▶ **What the task requires**: Return every record verbatim.

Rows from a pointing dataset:
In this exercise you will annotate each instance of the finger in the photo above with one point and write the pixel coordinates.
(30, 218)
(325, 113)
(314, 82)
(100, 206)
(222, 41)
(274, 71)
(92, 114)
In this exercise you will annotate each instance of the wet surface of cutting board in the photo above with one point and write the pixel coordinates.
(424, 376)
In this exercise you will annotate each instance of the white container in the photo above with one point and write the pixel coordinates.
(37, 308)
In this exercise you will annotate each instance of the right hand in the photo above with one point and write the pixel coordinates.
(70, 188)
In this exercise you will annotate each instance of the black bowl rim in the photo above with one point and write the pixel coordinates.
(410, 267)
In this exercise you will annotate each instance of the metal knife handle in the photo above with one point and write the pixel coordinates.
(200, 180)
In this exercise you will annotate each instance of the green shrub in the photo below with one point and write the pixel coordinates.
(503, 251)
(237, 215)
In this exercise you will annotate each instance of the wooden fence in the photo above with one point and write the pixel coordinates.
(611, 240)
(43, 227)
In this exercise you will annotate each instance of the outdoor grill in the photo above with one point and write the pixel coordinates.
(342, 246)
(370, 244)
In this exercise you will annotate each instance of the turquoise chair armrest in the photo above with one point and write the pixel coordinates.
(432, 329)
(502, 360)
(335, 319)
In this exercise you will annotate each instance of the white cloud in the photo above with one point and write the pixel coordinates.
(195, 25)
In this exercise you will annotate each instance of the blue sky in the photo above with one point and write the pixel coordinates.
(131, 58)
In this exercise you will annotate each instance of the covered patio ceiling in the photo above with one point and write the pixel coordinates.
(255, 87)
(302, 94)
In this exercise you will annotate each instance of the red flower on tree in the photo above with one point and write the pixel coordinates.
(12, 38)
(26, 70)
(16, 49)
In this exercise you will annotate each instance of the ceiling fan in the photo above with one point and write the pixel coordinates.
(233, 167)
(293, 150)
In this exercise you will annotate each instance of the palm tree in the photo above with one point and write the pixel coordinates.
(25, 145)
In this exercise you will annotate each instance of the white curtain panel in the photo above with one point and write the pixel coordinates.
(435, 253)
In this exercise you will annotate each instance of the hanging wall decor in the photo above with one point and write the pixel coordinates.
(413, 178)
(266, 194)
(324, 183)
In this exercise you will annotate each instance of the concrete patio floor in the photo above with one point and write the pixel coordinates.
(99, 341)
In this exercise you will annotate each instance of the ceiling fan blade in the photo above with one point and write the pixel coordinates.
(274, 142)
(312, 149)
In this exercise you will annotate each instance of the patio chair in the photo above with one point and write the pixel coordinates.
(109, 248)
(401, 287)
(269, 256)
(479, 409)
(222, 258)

▶ **Exercise solution**:
In this exercise you will annotate each instance of the finger in the photo above with one point and write the pixel coordinates.
(30, 218)
(325, 113)
(314, 82)
(100, 206)
(222, 41)
(274, 71)
(92, 114)
In this exercise you will annotate each instance of the wet surface of cutting board in the photo above with one point and write the pixel coordinates.
(424, 376)
In this exercise you will annotate each instance of the white container in the photo above with one point and write the pixel coordinates.
(37, 308)
In this exercise you will annotate each instance of the right hand in the photo above with one point and write the pixel coordinates.
(70, 188)
In this exercise you will annotate each instance of the black bowl rim in the photo above with one point and write the pixel coordinates.
(410, 267)
In this exercise you will annotate each instance of the metal knife handle in the photo above with one point and write the pixel coordinates.
(200, 180)
In this exercise you will annotate each instance of the green shrub in the photo below with one point and write the pixel coordinates.
(503, 251)
(237, 215)
In this exercise you will annotate each instance of the wooden fence in the photo above with one point and write the pixel coordinates.
(611, 240)
(43, 227)
In this exercise you will annotate each instance of the outdoor grill in the photo above with one point and write the pixel coordinates.
(342, 246)
(370, 244)
In this exercise you will annotate each instance of the turquoise chair armrest in the photo above with one point and write the pixel coordinates.
(432, 329)
(502, 360)
(335, 319)
In this exercise you will annotate each instance of the white cloud in the photo above with one point and write the pixel coordinates.
(195, 25)
In this exercise you will annotate each instance of the blue sky in the photo above with one point and write the pixel coordinates.
(131, 58)
In this exercise you will annotate each instance of the covered patio ceiling in the photo above with one point and write the pixel coordinates.
(255, 87)
(302, 94)
In this exercise you will annotate each instance of the red flower on tree in the photo above with one point and write the pixel coordinates.
(12, 38)
(26, 70)
(16, 49)
In this exercise you will annotate each instance of the ceiling fan in the photo above with one point and write the pixel coordinates.
(233, 167)
(293, 150)
In this exercise you will annotate each instance of the palm tree in the photo above with one point and write the pixel coordinates.
(25, 145)
In this exercise you will annotate each instance of the white curtain panel in the photo above with one point and write the pixel coordinates.
(435, 253)
In this exercise you will annotate each instance of the hanging wall decor in the photo above with one point and write the pixel coordinates.
(413, 178)
(266, 194)
(324, 183)
In this exercise you will annotate each instance of the concrete patio floor in the photo above with one point and write the pixel coordinates.
(99, 341)
In this exercise you will annotate each instance of the ceiling fan blade in the photo above with one point and write the pixel coordinates.
(274, 142)
(312, 149)
In this exercise you will annotate each instance of the patio chair in the photo above with one point and write the pixel coordinates.
(109, 248)
(401, 287)
(269, 256)
(479, 409)
(222, 258)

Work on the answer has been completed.